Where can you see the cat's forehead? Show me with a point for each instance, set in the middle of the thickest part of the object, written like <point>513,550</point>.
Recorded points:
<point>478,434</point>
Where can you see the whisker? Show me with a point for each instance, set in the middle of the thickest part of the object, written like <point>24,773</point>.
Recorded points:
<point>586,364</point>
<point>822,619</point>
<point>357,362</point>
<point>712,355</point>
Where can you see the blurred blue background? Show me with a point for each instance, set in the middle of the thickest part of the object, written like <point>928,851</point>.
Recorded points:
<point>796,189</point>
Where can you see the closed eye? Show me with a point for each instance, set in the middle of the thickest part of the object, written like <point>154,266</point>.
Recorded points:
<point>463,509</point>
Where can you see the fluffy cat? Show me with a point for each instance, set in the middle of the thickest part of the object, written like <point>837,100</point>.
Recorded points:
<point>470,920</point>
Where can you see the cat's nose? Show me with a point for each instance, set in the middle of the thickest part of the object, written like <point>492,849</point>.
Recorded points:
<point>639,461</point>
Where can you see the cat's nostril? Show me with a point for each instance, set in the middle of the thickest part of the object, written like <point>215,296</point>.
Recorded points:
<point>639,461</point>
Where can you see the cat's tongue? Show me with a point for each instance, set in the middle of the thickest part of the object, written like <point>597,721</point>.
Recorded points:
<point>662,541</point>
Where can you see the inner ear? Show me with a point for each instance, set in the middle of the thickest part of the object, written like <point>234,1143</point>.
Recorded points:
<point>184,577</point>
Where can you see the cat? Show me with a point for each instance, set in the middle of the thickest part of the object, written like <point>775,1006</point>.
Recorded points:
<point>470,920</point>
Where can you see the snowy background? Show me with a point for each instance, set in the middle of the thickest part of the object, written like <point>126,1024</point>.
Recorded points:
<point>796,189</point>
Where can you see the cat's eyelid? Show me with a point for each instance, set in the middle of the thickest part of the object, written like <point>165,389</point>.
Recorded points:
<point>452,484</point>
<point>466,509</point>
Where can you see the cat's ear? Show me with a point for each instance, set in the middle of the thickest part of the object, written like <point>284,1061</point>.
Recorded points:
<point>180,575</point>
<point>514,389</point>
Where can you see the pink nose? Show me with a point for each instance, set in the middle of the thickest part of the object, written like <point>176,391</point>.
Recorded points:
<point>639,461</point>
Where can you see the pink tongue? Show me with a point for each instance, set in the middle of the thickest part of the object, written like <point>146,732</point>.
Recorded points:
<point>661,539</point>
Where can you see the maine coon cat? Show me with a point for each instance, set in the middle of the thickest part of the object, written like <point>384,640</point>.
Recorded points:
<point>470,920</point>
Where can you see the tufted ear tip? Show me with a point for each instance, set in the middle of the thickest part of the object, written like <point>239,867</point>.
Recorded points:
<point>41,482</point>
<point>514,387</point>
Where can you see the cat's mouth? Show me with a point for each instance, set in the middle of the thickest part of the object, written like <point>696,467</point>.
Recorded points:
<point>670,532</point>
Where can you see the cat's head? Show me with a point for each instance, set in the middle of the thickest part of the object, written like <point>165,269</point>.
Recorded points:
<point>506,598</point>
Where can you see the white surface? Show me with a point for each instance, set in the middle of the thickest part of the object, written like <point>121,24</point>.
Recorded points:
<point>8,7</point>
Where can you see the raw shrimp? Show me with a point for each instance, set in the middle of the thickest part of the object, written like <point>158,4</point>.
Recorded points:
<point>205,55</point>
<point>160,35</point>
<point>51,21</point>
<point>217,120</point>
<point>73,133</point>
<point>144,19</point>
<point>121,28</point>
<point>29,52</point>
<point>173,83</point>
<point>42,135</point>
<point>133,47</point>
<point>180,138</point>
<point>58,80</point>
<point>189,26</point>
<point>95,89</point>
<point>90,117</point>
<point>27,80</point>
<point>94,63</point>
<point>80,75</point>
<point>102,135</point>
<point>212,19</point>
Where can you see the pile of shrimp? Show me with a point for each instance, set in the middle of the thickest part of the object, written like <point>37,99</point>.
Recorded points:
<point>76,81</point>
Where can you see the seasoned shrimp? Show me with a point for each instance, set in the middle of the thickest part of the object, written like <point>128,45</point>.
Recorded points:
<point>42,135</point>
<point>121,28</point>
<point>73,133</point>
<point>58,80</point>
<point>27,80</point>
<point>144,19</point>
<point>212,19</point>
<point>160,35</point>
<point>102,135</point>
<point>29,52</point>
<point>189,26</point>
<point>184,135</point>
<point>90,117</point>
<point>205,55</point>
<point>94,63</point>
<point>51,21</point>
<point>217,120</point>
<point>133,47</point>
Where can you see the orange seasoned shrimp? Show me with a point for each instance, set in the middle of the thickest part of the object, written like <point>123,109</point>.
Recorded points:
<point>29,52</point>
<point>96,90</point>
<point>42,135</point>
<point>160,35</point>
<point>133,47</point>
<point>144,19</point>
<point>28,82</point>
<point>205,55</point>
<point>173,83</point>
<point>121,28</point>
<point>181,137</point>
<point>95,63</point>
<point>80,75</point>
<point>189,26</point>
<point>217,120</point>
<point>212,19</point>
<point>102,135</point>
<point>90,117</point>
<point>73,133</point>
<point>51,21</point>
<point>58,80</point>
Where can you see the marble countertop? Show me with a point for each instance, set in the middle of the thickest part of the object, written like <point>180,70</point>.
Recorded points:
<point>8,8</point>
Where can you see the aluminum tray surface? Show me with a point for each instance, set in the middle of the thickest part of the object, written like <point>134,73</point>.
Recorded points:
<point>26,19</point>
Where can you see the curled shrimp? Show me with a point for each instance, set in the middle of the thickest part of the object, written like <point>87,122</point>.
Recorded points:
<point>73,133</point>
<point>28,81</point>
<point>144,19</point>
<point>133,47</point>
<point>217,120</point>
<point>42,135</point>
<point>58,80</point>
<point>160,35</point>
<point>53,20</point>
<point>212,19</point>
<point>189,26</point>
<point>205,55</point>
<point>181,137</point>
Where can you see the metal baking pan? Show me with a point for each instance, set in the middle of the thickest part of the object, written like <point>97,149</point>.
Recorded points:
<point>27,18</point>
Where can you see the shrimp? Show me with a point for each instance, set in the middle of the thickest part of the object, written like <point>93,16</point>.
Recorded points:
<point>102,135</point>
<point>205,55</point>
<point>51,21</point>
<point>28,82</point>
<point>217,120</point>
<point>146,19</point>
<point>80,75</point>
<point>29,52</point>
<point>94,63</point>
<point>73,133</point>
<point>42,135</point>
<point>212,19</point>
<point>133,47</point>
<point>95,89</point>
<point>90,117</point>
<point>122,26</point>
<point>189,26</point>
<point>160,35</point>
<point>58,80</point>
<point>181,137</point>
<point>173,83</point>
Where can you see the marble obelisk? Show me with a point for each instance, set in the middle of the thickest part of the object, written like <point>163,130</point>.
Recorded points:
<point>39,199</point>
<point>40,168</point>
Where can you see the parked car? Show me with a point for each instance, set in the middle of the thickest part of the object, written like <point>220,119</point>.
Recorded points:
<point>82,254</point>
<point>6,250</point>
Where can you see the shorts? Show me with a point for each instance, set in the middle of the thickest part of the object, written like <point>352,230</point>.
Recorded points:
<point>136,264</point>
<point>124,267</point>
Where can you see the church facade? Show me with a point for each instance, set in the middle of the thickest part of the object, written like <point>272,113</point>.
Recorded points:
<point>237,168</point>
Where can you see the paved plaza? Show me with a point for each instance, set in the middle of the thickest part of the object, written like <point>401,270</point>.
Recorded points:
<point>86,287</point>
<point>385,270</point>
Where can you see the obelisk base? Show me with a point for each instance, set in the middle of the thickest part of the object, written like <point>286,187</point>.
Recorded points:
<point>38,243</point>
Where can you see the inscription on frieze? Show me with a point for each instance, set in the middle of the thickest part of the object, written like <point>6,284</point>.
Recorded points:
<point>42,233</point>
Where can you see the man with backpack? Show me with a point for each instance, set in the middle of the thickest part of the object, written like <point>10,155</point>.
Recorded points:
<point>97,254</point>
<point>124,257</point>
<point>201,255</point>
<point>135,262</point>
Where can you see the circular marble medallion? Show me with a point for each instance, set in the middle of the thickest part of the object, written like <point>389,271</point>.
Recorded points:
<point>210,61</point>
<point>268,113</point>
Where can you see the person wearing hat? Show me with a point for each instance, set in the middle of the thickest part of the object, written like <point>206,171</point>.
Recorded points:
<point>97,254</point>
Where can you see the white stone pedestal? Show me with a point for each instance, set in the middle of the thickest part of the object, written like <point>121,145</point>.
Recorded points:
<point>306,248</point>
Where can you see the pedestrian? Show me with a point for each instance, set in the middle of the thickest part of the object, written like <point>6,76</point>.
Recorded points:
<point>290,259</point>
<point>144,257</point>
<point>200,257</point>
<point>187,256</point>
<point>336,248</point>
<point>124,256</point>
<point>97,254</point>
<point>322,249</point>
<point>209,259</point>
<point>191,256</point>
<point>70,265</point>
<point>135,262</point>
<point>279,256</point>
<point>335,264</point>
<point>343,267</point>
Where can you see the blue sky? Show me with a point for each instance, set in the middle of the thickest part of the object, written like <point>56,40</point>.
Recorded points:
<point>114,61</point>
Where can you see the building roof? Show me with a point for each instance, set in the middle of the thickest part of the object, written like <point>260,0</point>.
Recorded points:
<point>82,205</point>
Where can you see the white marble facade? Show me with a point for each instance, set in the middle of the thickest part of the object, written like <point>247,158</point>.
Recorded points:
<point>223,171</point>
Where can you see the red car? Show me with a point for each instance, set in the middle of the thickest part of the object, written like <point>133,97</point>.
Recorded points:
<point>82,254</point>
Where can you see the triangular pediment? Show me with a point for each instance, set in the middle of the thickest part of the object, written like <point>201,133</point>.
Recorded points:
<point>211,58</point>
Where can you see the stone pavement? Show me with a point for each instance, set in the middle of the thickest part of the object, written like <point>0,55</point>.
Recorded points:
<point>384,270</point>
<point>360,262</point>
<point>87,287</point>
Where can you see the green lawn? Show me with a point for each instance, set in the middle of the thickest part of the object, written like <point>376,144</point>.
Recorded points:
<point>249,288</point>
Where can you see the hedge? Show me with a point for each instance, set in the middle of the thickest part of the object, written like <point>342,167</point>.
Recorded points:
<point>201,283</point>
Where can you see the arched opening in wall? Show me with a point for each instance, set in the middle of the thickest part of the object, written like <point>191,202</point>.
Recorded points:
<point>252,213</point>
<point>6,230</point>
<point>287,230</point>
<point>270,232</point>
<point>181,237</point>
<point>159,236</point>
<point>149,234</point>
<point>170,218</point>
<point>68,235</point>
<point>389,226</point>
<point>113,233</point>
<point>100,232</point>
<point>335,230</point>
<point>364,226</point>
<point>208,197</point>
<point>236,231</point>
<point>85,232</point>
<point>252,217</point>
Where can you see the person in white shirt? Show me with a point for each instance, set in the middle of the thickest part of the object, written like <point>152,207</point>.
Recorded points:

SET TASK:
Copy out the lines of the data above, starting with the line that contains "Where can you see the white surface?" and going on through the line that contains "<point>8,7</point>". Reproduce them word for word, including both of those lines.

PROBLEM SOLUTION:
Where can you see the white surface? Show me with a point for each instance, set in the middle of the thickest part of the object, written like <point>121,24</point>.
Recorded points:
<point>8,7</point>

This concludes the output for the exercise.